Di era yang kian bising dan penuh godaan materi, peradaban Sunda mengajarkan rumasa — kesadaran diri akan kelemahan dan keterbatasan. Rumasa menjaga manusia tetap rendah hati, tidak pongah, tidak silau pada gemerlap dunia. Selaras dengan sabda Rasulullah, “Tidak akan masuk surga orang yang di dalam hatinya ada kesombongan sebesar biji sawi.”
Namun, menjaga peradaban tidak bisa dilakukan sendiri. Di sinilah Paguyuban Pasundan hadir sebagai penjaga obor peradaban. Sejak berdiri lebih dari seabad lalu, Paguyuban Pasundan menjadi rumah besar yang memelihara kebudayaan Sunda, menanamkan rasa bangga, dan menuntun generasi muda agar tidak tercerabut dari akar.

= Data Tersedia =
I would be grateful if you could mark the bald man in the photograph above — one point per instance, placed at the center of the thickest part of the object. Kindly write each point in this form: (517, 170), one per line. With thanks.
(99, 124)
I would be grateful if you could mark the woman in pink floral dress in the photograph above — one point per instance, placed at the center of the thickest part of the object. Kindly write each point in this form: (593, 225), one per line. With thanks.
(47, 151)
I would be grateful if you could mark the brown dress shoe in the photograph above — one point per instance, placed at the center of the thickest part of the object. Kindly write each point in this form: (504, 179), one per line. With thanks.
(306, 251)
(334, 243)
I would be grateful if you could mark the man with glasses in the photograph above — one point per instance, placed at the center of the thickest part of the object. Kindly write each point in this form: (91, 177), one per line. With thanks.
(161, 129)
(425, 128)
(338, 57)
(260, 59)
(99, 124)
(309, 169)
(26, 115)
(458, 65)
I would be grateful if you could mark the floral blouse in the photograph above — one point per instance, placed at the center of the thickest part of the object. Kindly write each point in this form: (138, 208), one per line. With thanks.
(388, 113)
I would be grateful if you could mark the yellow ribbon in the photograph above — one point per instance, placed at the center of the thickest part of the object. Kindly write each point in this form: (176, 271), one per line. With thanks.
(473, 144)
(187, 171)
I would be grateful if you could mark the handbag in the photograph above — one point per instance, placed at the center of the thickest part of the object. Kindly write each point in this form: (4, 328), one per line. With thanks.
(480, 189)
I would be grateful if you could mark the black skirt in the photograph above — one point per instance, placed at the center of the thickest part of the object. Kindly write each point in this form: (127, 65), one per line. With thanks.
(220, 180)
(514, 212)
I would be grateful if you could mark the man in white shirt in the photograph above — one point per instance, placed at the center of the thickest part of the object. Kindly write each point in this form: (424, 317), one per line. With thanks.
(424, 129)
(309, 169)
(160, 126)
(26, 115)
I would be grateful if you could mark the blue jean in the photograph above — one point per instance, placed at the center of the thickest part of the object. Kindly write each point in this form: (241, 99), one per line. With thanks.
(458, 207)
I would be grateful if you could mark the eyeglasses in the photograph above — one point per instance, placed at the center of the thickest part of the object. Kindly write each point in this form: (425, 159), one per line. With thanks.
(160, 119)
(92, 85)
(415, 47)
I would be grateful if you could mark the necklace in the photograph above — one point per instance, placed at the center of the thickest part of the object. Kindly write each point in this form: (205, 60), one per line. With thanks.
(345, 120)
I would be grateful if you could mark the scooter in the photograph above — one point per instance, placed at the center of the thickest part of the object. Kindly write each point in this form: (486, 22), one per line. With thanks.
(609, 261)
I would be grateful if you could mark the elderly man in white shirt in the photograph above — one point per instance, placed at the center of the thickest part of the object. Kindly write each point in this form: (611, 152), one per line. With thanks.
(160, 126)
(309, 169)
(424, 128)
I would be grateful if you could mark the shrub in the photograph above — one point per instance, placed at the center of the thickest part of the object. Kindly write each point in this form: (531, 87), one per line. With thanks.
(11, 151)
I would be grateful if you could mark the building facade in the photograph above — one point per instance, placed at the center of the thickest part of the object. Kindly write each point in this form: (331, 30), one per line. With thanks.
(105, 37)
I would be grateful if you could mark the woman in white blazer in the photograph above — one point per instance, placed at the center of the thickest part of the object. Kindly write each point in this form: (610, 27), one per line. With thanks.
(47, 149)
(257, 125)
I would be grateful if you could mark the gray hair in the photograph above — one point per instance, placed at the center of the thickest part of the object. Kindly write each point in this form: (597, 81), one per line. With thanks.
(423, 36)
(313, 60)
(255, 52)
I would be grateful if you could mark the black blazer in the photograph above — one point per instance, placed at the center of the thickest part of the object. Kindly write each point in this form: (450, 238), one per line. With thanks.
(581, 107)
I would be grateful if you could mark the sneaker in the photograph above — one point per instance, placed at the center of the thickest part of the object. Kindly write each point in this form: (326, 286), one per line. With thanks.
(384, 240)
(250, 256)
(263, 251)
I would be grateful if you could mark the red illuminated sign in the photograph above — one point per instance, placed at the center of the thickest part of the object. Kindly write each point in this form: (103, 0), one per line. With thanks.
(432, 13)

= Langkah Pengerjaan =
1. Jawablah pertanyaan berikut berdasarkan teks tentang rumasa dan Paguyuban Pasundan:
(a) Apa pengertian rumasa?
(b) Menurut sabda Rasulullah yang dikutip, siapa yang tidak akan masuk surga?
(c) Sejak kapan Paguyuban Pasundan berdiri?
2. Bagaimana kelanjutan teks tentang rumasa dan Paguyuban Pasundan? Tuliskan bagian berikutnya, mulai setelah kalimat terakhirnya.
Item yang disertakan tidak diperlukan di sini.

= Hasil Berurutan =
1.
(a) Kesadaran diri akan kelemahan dan keterbatasan.
(b) Orang yang di dalam hatinya ada kesombongan sebesar biji sawi.
(c) Sejak lebih dari seabad lalu.

2.
Bangsa yang besar adalah bangsa yang mengenal jatidirinya. Peradaban Sunda mengajarkan kita bahwa kemajuan tak hanya diukur dari gedung pencakar langit atau kecanggihan teknologi, tetapi juga dari seberapa kuat kita memelihara jiwa spiritual, rasa,karsa, dan harmoni kehidupan.
Maka, di zaman yang menuntut kita berlari tanpa henti, mari sesekali kita menoleh ke dalam. Menghayati dan merayakan kembali kesederhanaan, merawat kelembutan, dan meneguhkan nilai-nilai luhur. Sebab, peradaban Sunda bukan sekadar warisan, melainkan cahaya yang menuntun kita menuju masa depan yang lebih beradab dan bermartabat.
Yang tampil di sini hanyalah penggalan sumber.